# WHAT IS EXPECTED:
List every line below that contains the string "brown", copying each such line in full. Matches must agree in case.

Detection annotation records
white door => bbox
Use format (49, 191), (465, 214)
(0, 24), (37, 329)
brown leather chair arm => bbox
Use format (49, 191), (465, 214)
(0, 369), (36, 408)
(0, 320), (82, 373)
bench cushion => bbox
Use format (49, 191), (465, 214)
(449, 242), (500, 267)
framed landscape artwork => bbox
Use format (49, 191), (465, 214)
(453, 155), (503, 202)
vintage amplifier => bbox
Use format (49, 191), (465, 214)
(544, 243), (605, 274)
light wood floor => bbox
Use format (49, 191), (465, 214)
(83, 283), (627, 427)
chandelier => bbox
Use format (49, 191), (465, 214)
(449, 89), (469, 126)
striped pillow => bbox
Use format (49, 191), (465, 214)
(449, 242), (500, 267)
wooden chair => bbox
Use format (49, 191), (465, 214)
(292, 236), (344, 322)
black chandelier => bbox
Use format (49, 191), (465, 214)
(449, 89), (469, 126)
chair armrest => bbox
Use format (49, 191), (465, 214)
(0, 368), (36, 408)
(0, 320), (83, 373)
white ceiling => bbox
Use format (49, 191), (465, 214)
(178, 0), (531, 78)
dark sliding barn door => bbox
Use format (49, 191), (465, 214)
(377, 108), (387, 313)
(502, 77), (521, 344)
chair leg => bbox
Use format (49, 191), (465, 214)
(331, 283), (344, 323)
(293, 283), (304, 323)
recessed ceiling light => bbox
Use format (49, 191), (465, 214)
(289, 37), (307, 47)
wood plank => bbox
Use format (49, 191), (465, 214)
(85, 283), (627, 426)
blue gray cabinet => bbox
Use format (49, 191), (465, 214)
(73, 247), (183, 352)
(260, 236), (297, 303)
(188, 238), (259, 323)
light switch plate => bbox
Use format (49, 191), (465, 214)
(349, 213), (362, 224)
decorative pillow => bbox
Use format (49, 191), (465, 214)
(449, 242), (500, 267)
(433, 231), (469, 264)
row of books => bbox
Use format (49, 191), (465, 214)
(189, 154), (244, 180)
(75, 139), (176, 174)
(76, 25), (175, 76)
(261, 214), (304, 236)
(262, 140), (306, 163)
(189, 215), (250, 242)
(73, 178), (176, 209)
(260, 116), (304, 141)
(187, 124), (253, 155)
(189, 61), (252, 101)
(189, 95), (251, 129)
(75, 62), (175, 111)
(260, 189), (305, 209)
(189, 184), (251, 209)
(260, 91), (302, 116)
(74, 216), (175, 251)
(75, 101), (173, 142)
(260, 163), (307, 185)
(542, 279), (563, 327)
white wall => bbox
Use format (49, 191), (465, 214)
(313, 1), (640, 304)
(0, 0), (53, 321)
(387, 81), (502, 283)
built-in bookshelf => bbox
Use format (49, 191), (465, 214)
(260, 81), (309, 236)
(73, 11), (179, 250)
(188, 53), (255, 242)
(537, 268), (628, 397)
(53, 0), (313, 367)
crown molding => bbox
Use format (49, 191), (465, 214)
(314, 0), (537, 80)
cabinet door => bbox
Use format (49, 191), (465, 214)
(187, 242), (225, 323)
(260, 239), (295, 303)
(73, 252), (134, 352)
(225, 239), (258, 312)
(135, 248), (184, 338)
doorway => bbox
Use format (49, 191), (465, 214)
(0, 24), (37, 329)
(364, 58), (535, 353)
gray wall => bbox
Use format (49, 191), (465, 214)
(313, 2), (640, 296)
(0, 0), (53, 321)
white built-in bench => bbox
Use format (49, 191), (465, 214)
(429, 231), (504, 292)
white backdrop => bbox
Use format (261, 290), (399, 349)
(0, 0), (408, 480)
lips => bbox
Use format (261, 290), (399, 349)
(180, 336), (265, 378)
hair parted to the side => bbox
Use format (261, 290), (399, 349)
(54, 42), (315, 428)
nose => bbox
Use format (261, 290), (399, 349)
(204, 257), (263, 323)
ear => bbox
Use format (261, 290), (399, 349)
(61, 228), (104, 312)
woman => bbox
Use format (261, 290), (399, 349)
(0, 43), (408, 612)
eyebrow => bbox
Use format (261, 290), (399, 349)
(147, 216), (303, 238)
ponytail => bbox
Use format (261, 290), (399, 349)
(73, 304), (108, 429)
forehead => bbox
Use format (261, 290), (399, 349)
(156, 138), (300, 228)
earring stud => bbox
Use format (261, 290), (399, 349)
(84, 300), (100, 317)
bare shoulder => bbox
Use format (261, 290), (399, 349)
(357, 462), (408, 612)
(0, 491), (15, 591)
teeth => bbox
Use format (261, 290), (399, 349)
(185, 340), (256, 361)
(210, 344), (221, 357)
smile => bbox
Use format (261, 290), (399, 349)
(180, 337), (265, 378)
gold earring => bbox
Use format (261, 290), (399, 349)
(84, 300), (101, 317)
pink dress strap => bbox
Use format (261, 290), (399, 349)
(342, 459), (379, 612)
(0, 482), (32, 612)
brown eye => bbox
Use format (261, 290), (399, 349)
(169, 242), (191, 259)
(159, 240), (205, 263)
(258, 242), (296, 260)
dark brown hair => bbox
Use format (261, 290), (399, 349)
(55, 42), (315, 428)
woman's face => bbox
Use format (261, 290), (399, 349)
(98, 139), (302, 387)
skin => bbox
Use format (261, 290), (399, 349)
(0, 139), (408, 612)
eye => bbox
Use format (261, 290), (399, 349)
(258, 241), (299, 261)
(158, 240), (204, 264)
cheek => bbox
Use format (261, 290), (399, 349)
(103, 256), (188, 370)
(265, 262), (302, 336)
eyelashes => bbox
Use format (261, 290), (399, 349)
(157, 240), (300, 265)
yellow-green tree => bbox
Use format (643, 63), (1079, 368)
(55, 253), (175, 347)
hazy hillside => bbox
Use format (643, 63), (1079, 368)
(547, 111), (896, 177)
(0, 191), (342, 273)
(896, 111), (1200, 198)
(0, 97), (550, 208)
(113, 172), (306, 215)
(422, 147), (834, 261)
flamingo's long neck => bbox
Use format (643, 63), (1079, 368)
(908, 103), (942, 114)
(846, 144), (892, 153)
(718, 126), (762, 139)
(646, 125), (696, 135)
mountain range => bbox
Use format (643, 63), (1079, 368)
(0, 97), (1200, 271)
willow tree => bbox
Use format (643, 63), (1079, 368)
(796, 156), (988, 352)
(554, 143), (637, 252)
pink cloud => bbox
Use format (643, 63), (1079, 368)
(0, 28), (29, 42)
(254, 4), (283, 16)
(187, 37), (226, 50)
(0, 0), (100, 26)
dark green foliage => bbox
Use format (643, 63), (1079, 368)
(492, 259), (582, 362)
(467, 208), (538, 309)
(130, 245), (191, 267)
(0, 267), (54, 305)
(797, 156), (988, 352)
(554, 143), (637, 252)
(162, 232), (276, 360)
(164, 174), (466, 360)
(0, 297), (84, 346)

# FINISHED EXERCISE:
brown leather chair arm => bbox
brown eye => bbox
dark brown hair => bbox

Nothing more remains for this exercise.